▶ [EXTRACT]:
***

Quick question: I have a Mundo that was originally the 21spd version. Is that hub body 7spd specific, or can I put an 8, 9 or 10spd cassette on there?


----------



## gumby_kevbo (Dec 24, 2011)

alshead said:


> Quick question: I have a Mundo that was originally the 21spd version. Is that hub body 7spd specific, or can I put an 8, 9 or 10spd cassette on there?


If it is the 14mm solid axle (21mm nuts) then it is a 7sp freewheel, NOT a freehub/cassette....so you can't use any sort of cassette without replacing the hub.


----------



## Jozo (Oct 7, 2012)

I consider buying a new wheel for my Yuba Mundo V4 with a hub dynamo (for winter commuting without need for every day battery charging).

Now I have the original Yuba Mundo wheel (without dynamo) for 5 years without any issues so I'd like to find something similary sturdy.

Yuba offers this one:
https://www.yubaeurope.com/bikes-add-ons/add-ons/mundo-v4-lux-vorderrad

Do you have experience with this wheel?

Are the rims and spokes (the width) the same quality as on the standard Yuba wheel?

Does the wheel impact (decrease) original load capacity?

Or is it better to use the old wheel? 

Thanks


----------



## beoutside (May 5, 2007)

I know its been awhile but how did the wrap around work..... be a great step up for my kids!


----------



## bugly64 (May 6, 2008)

*My Yuba Mundo*

Glad to see a forum to discuss Mundo's







[/url]


----------



## Prof. Chaos (Oct 25, 2005)

***

▶ [AVAILABLE DATA]:
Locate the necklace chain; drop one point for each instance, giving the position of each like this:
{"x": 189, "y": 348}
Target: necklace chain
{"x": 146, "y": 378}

***

▶ [WHAT YOU NEED TO DO]:
(1) Please say whether each statement agrees with the Yuba Mundo thread, answering yes or no and quoting the words of the thread that decide it. (a) gumby_kevbo says a Mundo hub with the 14mm solid axle takes a 7-speed freewheel, not a cassette. (b) Jozo has used the original Yuba Mundo wheel for two years. (c) Jozo wants a hub dynamo for summer touring.
(2) Carry on the Yuba Mundo thread from its last line.
The data isn't needed here.

▶ [EXPECTED RESULTS]:
(1)
(a) Yes: "If it is the 14mm solid axle (21mm nuts) then it is a 7sp freewheel, NOT a freehub/cassette"
(b) No: "for 5 years without any issues"
(c) No: "for winter commuting without need for every day battery charging"

(2)
do folks here think the CroMo version is worth double the "classic" with just steel? i there seem to be a number of other upgrades, involved, but i was thinking about going to a IGH anyway, so the drive train improvements are a bit of a wash. 
Also, on the Yuba website the Lux (new v5 i think) is stated as capable of hauling 440 lbs, while the classic is stated to handle 440 plus the rider. The less expensive version _can't_ have a _higher_ load capacity than the deLUx version, right? they just didn't mention the weight of the rider for the lux?

thanks to all for the great thread. Lots of info here. I am trying to decide between the Mundo and a Big Dummy (and trying not to think about the big fat dummy:nono so all this has been extremely helpful.


----------



## bugly64 (May 6, 2008)

*made a few upgrades to the Mundo*

I went electrical with Luna Cycle Bafang BBSHD motor coupled with Shark 52v battery. I replaced the Yuba go-getter bag with Carsick Designs Slingset bags. The ride was really harsh, so I went with a suspension shock.


----------



## gumby_kevbo (Dec 24, 2011)

Got a Big ol' basket so Maxwell can go too!


----------



## gingerchris (Aug 2, 2018)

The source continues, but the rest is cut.